▶ WHAT IS REQUIRED: Reproduce the passage from the article on counting protest crowds between "Clement York-Kee So" and "their respective universities.", inclusive.

▶ READING PASSAGE:
◇ ◇ ◇ ◇

Back


Clement York-Kee So
(Associate Professor, School of Journalism and Communication,The Chinese University of Hong Kong)
Jennifer So-Kuen Chan
(Lecturer, Department of Statistics and Actuarial Science,The University of Hong Kong)
 

Note: This article represents the view of the authors and not their respective universities.

 

In Hong Kong there are numerous big and small rallies and protests each year. For those large-scale activities such as the June 4 Candle Light Vigil and the anti-Basic Law Article 23 demonstration held in December 2002, citizens are very interested to know the number of participants. The activity organizers would usually provide a figure while the police would sometimes do so, but these two figures generally differ widely. People tend to think that the organizers' figures are over-estimated, and the police's figures are too conservative. As a result, we can only guess in between the two figures, or simply take an average in order to arrive at a better estimate.

 

Is it possible to accurately calculate the number of participants in these large-scale gatherings? How to do it? This is not only interesting to the general public but is also a challenging topic for the academics. A group of scholars who earlier re-analyzed the compendium of public's submission on Basic Law Article 23 wished to study this topic, and they used the July 1 protest as a case study. The research team members include Ma Ngok from the Hong Kong University of Science and Technology, Sammy Chiu from the Hong Kong Baptist University, Boris Choi, Robert Chung and Jennifer Chan from the University of Hong Kong, Chan Kin Man and Clement So from the Chinese University of Hong Kong. Ten students also helped out as volunteer workers. This article is based on this study and reports about its design, fieldwork and review of the experience. It is hoped that this task will be of some reference value for similar work in the future.

◇ ◇ ◇ ◇

▶ DATA SECTION:

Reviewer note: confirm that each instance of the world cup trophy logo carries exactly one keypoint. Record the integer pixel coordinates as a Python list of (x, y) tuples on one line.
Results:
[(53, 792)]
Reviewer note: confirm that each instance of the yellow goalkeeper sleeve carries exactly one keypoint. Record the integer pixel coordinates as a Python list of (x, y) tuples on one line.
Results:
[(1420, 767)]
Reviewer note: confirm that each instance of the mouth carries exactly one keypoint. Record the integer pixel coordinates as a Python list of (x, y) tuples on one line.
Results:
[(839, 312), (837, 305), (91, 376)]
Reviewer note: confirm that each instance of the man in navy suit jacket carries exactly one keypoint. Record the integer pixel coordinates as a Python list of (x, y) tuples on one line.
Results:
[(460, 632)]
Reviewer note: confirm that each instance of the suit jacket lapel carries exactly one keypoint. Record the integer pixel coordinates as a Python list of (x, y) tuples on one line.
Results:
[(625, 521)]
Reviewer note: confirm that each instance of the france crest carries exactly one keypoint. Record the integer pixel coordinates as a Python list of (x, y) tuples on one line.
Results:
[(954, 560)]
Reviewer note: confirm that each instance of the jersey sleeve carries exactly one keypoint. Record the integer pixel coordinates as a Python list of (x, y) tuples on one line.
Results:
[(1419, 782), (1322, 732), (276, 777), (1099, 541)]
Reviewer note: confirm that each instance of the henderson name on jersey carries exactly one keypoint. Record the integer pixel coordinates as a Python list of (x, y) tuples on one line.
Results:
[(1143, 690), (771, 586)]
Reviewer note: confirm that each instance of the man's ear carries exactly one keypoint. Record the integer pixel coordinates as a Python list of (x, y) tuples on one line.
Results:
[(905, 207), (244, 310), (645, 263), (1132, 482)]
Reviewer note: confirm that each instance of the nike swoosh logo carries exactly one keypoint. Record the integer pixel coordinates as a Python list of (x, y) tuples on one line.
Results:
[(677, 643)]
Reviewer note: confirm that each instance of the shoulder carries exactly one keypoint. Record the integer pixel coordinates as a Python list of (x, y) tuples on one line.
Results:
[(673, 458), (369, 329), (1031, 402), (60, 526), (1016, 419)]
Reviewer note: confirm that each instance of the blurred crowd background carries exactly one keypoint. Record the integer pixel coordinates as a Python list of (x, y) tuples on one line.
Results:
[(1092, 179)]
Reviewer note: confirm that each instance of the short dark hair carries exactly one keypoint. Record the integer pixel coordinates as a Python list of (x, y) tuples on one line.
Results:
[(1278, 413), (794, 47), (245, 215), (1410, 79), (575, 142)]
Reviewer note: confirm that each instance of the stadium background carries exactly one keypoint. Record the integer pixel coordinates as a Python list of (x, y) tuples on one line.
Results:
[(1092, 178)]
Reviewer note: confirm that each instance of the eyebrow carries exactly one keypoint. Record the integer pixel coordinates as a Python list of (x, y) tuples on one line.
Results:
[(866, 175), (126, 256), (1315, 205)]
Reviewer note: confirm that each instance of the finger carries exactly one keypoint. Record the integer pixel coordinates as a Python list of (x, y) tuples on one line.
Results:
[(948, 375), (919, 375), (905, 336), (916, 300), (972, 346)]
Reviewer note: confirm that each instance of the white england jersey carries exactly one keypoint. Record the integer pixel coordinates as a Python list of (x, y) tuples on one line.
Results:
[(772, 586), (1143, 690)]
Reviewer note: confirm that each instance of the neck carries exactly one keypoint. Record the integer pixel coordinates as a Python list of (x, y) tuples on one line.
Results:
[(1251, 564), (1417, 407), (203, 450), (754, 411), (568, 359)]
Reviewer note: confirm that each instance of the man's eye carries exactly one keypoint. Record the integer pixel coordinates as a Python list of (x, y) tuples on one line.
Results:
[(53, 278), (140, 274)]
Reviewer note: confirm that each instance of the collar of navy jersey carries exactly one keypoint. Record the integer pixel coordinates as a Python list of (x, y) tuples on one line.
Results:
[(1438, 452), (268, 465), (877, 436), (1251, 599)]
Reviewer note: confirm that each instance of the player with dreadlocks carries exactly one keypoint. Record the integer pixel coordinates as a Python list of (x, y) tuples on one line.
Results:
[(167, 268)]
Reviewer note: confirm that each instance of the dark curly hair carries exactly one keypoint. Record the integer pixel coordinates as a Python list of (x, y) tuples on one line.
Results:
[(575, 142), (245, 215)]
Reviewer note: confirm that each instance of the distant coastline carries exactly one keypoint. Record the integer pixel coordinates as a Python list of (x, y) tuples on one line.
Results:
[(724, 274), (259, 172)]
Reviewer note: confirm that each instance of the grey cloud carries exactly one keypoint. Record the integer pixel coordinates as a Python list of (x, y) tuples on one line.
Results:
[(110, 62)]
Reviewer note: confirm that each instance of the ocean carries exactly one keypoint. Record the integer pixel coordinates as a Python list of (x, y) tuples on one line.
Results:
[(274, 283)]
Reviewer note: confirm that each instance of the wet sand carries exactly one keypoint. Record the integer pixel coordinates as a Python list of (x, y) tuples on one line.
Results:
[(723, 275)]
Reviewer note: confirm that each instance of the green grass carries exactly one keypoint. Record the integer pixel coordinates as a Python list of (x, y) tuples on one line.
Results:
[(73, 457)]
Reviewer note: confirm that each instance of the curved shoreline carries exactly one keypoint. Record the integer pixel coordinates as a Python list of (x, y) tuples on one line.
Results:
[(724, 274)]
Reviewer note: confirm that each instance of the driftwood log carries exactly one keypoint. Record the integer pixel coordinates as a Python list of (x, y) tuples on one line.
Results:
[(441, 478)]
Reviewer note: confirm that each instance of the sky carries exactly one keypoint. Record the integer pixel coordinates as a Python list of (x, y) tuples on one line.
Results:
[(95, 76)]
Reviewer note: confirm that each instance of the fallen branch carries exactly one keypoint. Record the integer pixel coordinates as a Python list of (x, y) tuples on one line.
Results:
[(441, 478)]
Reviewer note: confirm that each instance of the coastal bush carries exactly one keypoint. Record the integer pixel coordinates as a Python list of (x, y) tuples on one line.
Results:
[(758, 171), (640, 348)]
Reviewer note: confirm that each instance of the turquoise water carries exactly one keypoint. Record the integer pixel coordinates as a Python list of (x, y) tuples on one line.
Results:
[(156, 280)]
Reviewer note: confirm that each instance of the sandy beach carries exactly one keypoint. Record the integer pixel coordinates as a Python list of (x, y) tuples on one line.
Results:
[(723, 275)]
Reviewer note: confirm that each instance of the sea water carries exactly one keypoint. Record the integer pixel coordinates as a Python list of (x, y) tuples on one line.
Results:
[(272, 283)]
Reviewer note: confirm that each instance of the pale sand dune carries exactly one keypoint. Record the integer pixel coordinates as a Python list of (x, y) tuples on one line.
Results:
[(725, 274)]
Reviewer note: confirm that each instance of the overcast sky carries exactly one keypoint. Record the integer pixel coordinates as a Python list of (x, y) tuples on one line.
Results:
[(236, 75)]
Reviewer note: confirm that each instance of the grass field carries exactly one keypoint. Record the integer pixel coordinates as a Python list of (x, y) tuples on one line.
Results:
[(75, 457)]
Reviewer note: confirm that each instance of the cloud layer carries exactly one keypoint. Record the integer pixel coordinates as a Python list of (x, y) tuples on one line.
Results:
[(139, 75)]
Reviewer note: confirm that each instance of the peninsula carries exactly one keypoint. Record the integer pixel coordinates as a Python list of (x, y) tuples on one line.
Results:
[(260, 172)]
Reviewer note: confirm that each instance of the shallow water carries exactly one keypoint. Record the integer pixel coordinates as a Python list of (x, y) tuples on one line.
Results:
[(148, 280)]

◇ ◇ ◇ ◇

▶ FULL OUTPUT:
Clement York-Kee So
(Associate Professor, School of Journalism and Communication,The Chinese University of Hong Kong)
Jennifer So-Kuen Chan
(Lecturer, Department of Statistics and Actuarial Science,The University of Hong Kong)
 

Note: This article represents the view of the authors and not their respective universities.